## begin

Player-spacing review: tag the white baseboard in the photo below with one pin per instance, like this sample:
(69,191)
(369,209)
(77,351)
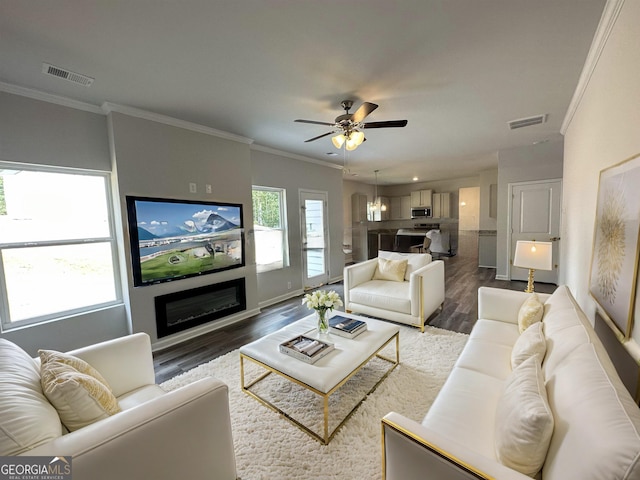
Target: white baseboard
(280,298)
(202,329)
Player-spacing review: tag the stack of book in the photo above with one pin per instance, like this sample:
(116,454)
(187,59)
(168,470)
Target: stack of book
(346,327)
(309,350)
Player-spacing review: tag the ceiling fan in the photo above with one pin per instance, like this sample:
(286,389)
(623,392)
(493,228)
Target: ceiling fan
(349,126)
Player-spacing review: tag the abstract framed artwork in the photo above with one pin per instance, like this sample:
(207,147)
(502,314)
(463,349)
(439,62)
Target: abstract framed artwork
(614,261)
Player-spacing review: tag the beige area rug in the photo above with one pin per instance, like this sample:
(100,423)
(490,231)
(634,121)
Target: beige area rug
(268,446)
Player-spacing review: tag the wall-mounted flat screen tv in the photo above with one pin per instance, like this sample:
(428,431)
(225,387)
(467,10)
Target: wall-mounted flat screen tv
(173,239)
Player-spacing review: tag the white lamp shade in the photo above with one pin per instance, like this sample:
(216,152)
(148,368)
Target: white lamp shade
(338,140)
(535,255)
(357,137)
(351,145)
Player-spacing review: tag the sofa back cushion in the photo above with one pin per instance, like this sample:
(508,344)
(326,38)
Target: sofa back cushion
(392,270)
(524,422)
(530,312)
(565,329)
(597,425)
(27,419)
(414,260)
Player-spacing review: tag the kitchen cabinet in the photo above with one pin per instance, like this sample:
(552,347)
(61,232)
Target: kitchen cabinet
(401,207)
(358,208)
(421,198)
(441,205)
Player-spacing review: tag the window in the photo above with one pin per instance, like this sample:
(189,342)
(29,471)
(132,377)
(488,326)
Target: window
(270,228)
(57,249)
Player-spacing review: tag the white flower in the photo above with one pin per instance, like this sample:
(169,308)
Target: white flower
(322,300)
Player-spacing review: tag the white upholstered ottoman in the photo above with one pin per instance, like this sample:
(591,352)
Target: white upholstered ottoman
(329,373)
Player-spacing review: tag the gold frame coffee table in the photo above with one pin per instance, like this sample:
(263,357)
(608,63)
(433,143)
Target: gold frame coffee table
(329,373)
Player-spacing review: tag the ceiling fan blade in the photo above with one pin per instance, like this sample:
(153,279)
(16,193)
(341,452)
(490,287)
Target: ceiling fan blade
(319,136)
(365,109)
(387,124)
(312,121)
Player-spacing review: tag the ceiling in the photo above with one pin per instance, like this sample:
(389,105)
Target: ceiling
(457,70)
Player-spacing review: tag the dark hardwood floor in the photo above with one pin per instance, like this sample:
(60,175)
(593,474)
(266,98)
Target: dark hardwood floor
(460,311)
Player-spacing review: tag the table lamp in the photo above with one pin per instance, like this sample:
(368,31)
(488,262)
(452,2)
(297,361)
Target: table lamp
(534,256)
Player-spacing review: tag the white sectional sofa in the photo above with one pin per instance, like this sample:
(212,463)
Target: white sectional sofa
(595,422)
(185,433)
(411,301)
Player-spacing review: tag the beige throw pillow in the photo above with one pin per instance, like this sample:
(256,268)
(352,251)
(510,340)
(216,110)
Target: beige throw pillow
(77,390)
(390,270)
(530,342)
(524,422)
(530,312)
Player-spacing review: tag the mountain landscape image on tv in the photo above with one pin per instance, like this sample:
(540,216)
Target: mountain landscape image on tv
(172,239)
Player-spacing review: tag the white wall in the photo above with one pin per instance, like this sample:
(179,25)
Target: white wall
(487,178)
(275,169)
(42,133)
(37,132)
(154,159)
(469,208)
(534,162)
(604,131)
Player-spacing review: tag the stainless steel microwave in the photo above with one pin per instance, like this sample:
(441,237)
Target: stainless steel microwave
(422,212)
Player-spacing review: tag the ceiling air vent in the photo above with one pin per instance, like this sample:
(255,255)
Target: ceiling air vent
(527,122)
(68,75)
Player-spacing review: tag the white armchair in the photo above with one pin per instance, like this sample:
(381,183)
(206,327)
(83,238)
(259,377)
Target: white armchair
(411,301)
(185,433)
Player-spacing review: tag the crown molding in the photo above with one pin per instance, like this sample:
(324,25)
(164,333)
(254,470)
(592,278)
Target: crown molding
(607,21)
(50,98)
(108,107)
(295,156)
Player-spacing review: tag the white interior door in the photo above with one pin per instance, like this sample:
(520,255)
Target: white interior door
(535,215)
(315,238)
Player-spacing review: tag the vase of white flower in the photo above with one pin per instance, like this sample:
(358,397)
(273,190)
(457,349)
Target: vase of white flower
(322,302)
(323,321)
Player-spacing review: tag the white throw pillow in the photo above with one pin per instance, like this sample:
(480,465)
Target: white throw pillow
(27,419)
(392,270)
(524,422)
(530,312)
(530,342)
(78,392)
(415,261)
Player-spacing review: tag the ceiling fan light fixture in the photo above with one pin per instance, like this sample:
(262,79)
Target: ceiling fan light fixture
(338,140)
(357,137)
(351,145)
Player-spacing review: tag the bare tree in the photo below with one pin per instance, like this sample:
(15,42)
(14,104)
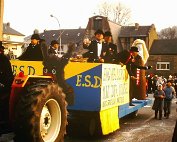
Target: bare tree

## end

> Problem details: Drop the pictures and reproduce the rest of the entries above exactly.

> Expected answer:
Player-spacing review: tag the white baseboard in the photo below with one pin per instance, like this sample:
(69,191)
(369,209)
(77,351)
Target: white baseboard
(280,298)
(202,329)
Player-spacing review: tag the stack of book in the photo above with one pin per instance, like this sample:
(116,454)
(187,59)
(168,470)
Target: stack of book
(346,327)
(309,350)
Player-spacing review: tag the ceiling fan in the photo above with one pin per instance, like this sample:
(286,389)
(623,392)
(493,228)
Target: ceiling fan
(349,126)
Player-spacing review: tag the abstract framed artwork in the photo above with one pin per instance, like this sample:
(207,147)
(502,314)
(463,349)
(439,62)
Target: abstract framed artwork
(614,261)
Player-spacing review: tag the beige area rug in the photo above with one pin per instance, like this sample:
(100,423)
(490,231)
(634,121)
Target: beige area rug
(268,446)
Player-spacing review: tag the wall-mounted flat screen tv in the photo above with one pin per instance, like this sample:
(428,431)
(225,387)
(467,10)
Target: wall-mounted flat screen tv
(173,239)
Player-spacing review: tag the white lamp shade in the photo above with one pin per instance, like this sample:
(216,152)
(148,368)
Target: white lamp shade
(338,140)
(535,255)
(357,137)
(351,145)
Player-spacing review: tag the sofa back cushion in the photo above with one pin per instance, like this sample:
(508,344)
(326,38)
Target: sofa back cushion
(392,270)
(524,422)
(530,312)
(565,329)
(597,425)
(27,419)
(414,260)
Player-spacing review: tag the kitchen cabinet in the photo above with one pin per instance, like this sample:
(552,347)
(61,232)
Target: kitchen cabinet
(401,207)
(358,208)
(421,198)
(441,205)
Player-spacing review: tag the window in the photo above with one pin per instance, like this sample:
(189,342)
(29,471)
(132,377)
(488,326)
Target: window
(270,228)
(57,249)
Player-spacing review: tag the white flower in the photo above with one pin per instance, like this sample:
(169,308)
Target: white flower
(322,300)
Player-spacing review: tag the white upholstered ottoman in the photo above with one pin per instance, like this sample:
(591,352)
Target: white upholstered ottoman
(329,373)
Player-spacing review: tag the gold frame coffee table in the photo above with one pin per instance, like this sample:
(263,357)
(608,63)
(433,143)
Target: gold frame coffee table
(329,373)
Player-spacing review: tag the ceiling fan blade in the photo above with one pin per instance, like this sample:
(153,279)
(16,193)
(341,452)
(490,287)
Target: ceiling fan blade
(319,136)
(365,109)
(387,124)
(312,121)
Player-spacing review: tag the ceiling in the photo above with one pin per instance, like this sample:
(389,105)
Target: ceiling
(457,70)
Player-spacing review: tag the dark hardwood floor in the photo above with one pin per instance, like this sample:
(60,175)
(593,474)
(266,98)
Target: dark hardwood floor
(460,311)
Player-spacing review: tag the table lamp in the photo above with one pin per instance, like this sample:
(368,31)
(488,262)
(452,2)
(297,361)
Target: table lamp
(534,256)
Player-spacing review: tag the white sectional sofa in the photo above with one pin per instance, like this sample:
(212,463)
Target: white sectional sofa
(595,422)
(185,433)
(411,301)
Player-spacing review: tag the beige throw pillow in the photo above with one pin per instance, like this sample:
(256,268)
(352,251)
(510,340)
(216,110)
Target: beige throw pillow
(77,390)
(390,270)
(530,342)
(524,422)
(530,312)
Player-spacing review: tag the mountain landscape image on tv in the photo above with one pin per instance, like this sample:
(540,216)
Target: mountain landscape image on tv
(172,239)
Player-spacing review: tag the white wall in the photo above with one pin per instance, like this sample:
(179,25)
Target: white wall
(487,178)
(275,169)
(42,133)
(37,132)
(154,159)
(469,208)
(534,162)
(604,131)
Player-spacing review: tag the stainless steel microwave in the photo above with one pin per instance, like this sample:
(441,237)
Target: stainless steel microwave
(422,212)
Player-spacing review: tag the ceiling air vent in the photo above with one pin per instance, like this sample:
(255,255)
Target: ceiling air vent
(527,122)
(68,75)
Player-spacing review: tag the white armchair in the photo above with one pin per instance, like this sample:
(381,183)
(206,327)
(83,238)
(259,377)
Target: white armchair
(411,301)
(185,433)
Player-spacing review: tag the crown molding in the photo above with one pin per instance, like this sample:
(324,25)
(164,333)
(254,470)
(592,278)
Target: crown molding
(607,21)
(50,98)
(108,107)
(295,156)
Player-spacing review: tag the white interior door in the photo above with one pin per instance, like this sample:
(520,255)
Target: white interior door
(535,215)
(315,238)
Player-spacing review: tag the vase of white flower in the photo above with one pin per instance, like this sample:
(358,397)
(273,190)
(457,349)
Target: vase of white flower
(322,302)
(323,321)
Player-spacing review: tag the white throw pillow in the photo above with one pin per instance, like this sample:
(480,465)
Target: white throw pillow
(27,419)
(392,270)
(524,422)
(530,312)
(530,342)
(78,392)
(415,261)
Player-spacing review: tag the ceiling fan light fixture in the photo above with one pin per instance, like this sample:
(262,79)
Target: ceiling fan light fixture
(338,140)
(357,137)
(351,145)
Player-spacing review: tag the bare tree in the photo below with one pin per instance, like this sample:
(15,42)
(14,104)
Target: bare tree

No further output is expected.